=== TEXT EXTRACT ===

The Carriage House Restaurant
Local chef steps in to revive a former Boothbay mainstay.
Nearly every day for five years, Kelly Farrin drove past the shuttered Carriage House Restaurant on his way to work at Primo in Rockland. He lived on Ocean Point in East Boothbay, a particularly scenic piece of land that juts into Linekin Bay. Having grown up in Boothbay, Farrin was familiar with the old restaurant that had sat vacant for the past 15 years. Before that, the Carriage House had been a popular gathering spot for locals since 1986, serving up simple coastal fare. “It always looked like a place that might suit me,” says Farrin. He kept turning over the possibilities in his mind, thinking, “How do I get myself in there? How can I make it better without offending its legacy?”
Farrin’s family has lived and worked in Boothbay for several generations, so he takes the idea of legacy quite seriously. His grandmother, Norma Smith, ran the Southport Yacht Club sailing program, where his mother, Robin Farrin, was an instructor. He and his brother spent summers there, navigating the waters of Cozy Harbor.
His father, Pat Farrin, is well known around town for his construction business. Kelly Farrin was a high school basketball standout who decided that culinary school was a better fit than a traditional college. Upon graduation, he wanted to get out of New England for a while and took a job in Key West. When he returned to Maine less than a year later, he landed at Azure Cafe in Freeport. In 2010, he took home the Harvest on the Harbor Festival’s Maine Lobster Chef of the Year title, no small feat in this state. “I grew up with everyone who has a lobster boat in this town,” he says. Looking to advance his career, Farrin sent an email to Melissa Kelly, owner and chef at Primo, saying, “I want to work for you.” He got a job as a line cook with Kelly, one of Maine’s most highly regarded chefs and a two- time James Beard Award winner. At Primo, Farrin learned the value and importance of teamwork. He came to appreciate the idea of utilizing every bit of a product, whether it’s a vegetable or an animal. And his passion for food intensified. “This was the real deal,” says Farrin. “It was fire and heat nonstop, all day. Melissa Kelly works harder than anyone I’ve ever met and pushes everyone to do better, every day.” Which raises the question: why would a young chef want to leave a place, and a mentor, like that?

=== DATA EXCERPTS ===

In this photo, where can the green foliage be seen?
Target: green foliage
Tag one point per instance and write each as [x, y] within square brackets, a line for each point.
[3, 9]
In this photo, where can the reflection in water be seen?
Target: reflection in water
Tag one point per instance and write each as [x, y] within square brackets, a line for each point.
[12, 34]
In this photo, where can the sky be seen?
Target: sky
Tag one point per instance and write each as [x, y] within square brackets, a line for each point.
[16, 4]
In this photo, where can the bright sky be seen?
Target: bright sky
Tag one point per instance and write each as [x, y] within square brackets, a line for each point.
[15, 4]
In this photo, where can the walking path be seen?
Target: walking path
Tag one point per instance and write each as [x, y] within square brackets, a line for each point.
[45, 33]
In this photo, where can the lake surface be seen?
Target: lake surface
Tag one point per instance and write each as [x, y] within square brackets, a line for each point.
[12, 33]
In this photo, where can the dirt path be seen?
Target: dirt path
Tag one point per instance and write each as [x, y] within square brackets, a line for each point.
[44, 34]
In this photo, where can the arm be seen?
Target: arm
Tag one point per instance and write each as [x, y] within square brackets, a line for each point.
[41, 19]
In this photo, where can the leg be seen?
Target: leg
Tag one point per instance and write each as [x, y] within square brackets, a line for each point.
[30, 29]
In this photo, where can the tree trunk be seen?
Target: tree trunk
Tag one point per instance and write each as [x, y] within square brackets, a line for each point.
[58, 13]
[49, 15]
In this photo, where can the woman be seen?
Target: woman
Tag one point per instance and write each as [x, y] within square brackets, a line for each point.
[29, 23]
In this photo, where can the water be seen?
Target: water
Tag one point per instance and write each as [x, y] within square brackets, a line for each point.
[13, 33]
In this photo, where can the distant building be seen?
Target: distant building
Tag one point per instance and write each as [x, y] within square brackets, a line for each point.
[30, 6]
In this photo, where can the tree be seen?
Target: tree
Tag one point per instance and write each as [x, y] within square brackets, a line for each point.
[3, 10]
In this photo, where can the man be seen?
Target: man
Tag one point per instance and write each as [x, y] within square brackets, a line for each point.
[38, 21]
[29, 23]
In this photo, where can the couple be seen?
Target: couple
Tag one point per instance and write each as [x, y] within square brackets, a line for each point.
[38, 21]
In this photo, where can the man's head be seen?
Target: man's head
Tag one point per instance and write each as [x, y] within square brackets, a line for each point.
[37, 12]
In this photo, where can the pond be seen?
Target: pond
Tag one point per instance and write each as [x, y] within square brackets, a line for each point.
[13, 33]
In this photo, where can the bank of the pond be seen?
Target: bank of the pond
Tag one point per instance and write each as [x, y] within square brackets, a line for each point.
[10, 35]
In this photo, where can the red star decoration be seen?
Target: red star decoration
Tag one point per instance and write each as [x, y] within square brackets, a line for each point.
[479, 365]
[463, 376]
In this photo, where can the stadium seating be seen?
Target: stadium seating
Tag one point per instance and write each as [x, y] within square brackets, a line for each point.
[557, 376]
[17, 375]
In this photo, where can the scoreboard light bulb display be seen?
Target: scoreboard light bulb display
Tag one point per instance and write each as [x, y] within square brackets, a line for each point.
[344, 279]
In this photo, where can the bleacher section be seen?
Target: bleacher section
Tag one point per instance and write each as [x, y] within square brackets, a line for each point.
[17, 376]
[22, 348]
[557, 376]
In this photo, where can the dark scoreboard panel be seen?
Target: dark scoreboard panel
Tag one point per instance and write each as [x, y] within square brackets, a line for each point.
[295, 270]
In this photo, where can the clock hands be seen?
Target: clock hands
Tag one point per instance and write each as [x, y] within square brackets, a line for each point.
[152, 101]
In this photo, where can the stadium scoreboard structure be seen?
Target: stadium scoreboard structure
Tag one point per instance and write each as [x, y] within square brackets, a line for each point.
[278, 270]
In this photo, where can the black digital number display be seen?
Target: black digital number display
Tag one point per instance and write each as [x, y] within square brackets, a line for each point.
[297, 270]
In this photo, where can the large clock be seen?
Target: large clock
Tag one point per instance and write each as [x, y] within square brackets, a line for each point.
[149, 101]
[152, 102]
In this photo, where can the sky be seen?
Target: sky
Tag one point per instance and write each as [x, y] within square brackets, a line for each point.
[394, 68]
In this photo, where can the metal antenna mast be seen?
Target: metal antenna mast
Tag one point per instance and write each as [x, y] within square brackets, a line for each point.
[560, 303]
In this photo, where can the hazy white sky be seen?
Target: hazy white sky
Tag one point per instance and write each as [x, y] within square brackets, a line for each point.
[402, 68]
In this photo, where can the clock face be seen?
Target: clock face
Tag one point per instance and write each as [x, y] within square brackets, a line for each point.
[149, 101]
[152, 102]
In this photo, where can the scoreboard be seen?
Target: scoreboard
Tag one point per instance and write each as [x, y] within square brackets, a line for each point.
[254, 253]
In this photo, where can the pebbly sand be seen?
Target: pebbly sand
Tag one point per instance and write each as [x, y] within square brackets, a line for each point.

===

> WRITTEN TASKS
1. Name every person mentioned in the Carriage House Restaurant article.
2. Reproduce everything in the Carriage House Restaurant article from "Farrin’s family has" down to "of Cozy Harbor.".
3. Carry the Carriage House Restaurant article further, picking up right after its final sentence.

> OUTPUTS BY TASK
1. Kelly Farrin, Norma Smith, Robin Farrin, Pat Farrin, Melissa Kelly

2.
Farrin’s family has lived and worked in Boothbay for several generations, so he takes the idea of legacy quite seriously. His grandmother, Norma Smith, ran the Southport Yacht Club sailing program, where his mother, Robin Farrin, was an instructor. He and his brother spent summers there, navigating the waters of Cozy Harbor.

3.
It all comes back to his hometown and his family, the memory of his mother and the respect of his father. “My dad is such a hard worker, and he motivates me to do the same,” he says. Farrin lost his mother in 2013, but the effort to make her proud drives her son to improve every day. “I’m learning how to blossom, how to put myself out there and shine,” he says. Buying the Carriage House was a leap of faith, and Farrin has a fear of failing. “But I can’t let that get to me,” he says. He purchased the place in April of 2016, after a nearly year-long negotiation with former owner George Bourette. That gave him just two months to get ready for the busy season: repairs, hiring, getting vendors in place, and all that goes with opening a restaurant. “Everything came together in a very small window of time. On opening night, everyone knew their jobs, we were prepared, and the parking lot was full,” he says. “It all happened so fast that people didn’t even realize we were open. But it turned out to be crazy right from the start, with a full house every night.”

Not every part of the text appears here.